-- Start --

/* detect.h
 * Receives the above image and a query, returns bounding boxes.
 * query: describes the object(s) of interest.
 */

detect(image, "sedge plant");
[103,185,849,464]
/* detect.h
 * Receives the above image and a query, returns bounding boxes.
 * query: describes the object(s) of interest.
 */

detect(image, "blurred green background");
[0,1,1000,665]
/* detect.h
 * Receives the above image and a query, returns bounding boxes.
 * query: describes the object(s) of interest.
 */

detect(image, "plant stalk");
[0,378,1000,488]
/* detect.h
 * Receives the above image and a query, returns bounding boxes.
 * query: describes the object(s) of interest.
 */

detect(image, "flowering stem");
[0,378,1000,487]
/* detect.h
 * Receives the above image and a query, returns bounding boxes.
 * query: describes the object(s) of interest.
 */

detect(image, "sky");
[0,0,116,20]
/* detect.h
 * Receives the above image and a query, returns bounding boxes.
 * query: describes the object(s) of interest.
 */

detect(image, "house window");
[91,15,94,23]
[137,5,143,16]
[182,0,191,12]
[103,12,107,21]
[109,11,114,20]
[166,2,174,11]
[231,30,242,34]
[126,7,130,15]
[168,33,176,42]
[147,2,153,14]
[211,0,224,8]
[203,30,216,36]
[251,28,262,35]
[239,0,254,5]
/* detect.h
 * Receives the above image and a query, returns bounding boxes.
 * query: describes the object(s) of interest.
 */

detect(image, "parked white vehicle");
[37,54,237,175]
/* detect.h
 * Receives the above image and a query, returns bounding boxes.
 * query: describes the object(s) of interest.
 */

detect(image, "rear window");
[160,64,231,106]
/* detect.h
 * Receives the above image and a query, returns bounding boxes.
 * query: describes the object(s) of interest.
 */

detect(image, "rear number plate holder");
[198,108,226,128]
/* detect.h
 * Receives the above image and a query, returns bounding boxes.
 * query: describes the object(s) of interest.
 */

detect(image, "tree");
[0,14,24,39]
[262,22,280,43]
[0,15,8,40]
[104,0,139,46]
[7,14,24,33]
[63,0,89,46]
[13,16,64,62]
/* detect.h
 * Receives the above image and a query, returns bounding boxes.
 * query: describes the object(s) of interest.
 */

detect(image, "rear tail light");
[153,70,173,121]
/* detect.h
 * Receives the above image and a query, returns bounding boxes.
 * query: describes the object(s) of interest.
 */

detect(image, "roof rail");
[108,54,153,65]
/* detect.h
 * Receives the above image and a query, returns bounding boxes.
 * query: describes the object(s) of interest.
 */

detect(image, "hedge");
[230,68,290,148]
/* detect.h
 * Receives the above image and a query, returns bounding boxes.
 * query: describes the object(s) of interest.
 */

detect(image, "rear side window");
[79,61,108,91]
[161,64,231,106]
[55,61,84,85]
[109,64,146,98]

-- End --

INSTRUCTIONS TO FOLLOW
Reproduce all the lines above, replacing every occurrence of "bounding boxes" with "box coordinates" and leaving everything else as it is.

ANSWER TO THIS EXERCISE
/* detect.h
 * Receives the above image and a query, returns box coordinates.
 * query: describes the object(s) of interest.
 */

detect(image, "sedge plant");
[103,185,849,464]
/* detect.h
 * Receives the above image and a query, returns box coordinates.
 * query: describes the object(s) of interest.
 */

detect(image, "blurred green background");
[0,1,1000,665]
/* detect.h
 * Receives the above image and a query, returns box coordinates.
 * query: describes the object(s) of interest.
 */

detect(image, "plant stalk");
[0,378,1000,488]
/* detect.h
 * Receives the above image and a query, returns box coordinates.
 * query: describes the object(s) of interest.
 */

detect(image, "flowering stem");
[0,378,1000,487]
/* detect.h
 * Receives the above image and a query, returns box coordinates.
 * query: describes the object(s) of interest.
 */

detect(image, "sky");
[0,0,116,20]
/* detect.h
 * Receives the above image and a query, returns box coordinates.
 * query: describes the object(s) of interest.
 */

detect(image, "house window");
[91,15,94,23]
[137,5,143,16]
[182,0,191,12]
[103,12,107,21]
[109,11,114,20]
[166,2,174,11]
[231,30,242,34]
[126,7,130,15]
[168,33,176,42]
[147,2,153,14]
[211,0,224,8]
[203,30,216,36]
[251,28,262,35]
[239,0,254,5]
/* detect.h
 * Receives the above image and a query, returns box coordinates.
 * query: describes the object(s) of interest.
 */

detect(image, "parked white vehicle");
[37,54,237,175]
/* detect.h
 * Receives the above image and a query, returns box coordinates.
 * query: describes the object(s) of interest.
 */

detect(image, "rear window");
[160,64,231,106]
/* detect.h
 * Receives the above image and a query, returns box coordinates.
 * query: describes the object(s) of interest.
 */

detect(image, "rear number plate holder");
[198,108,226,128]
/* detect.h
 * Receives the above image and a query, returns box coordinates.
 * query: describes the object(s) of interest.
 */

detect(image, "tree");
[0,14,24,39]
[262,22,280,43]
[0,15,8,40]
[104,0,139,46]
[7,14,24,33]
[63,0,89,46]
[13,16,64,62]
/* detect.h
 * Receives the above image and a query, returns box coordinates.
 * query: describes the object(s) of interest.
 */

detect(image, "rear tail light");
[153,70,173,121]
/* detect.h
 * Receives the above image and a query, returns box coordinates.
 * query: describes the object(s) of interest.
 */

detect(image, "roof rail");
[108,54,153,65]
/* detect.h
 * Receives the above image and a query, returns box coordinates.
 * query: describes the object(s) of interest.
 */

detect(image, "hedge");
[230,68,290,148]
/* detect.h
 * Receives the above image and a query, returns box coordinates.
 * query: describes the object(s) of interest.
 */

detect(image, "rear side window");
[79,61,108,91]
[161,64,231,106]
[55,61,84,85]
[109,64,146,98]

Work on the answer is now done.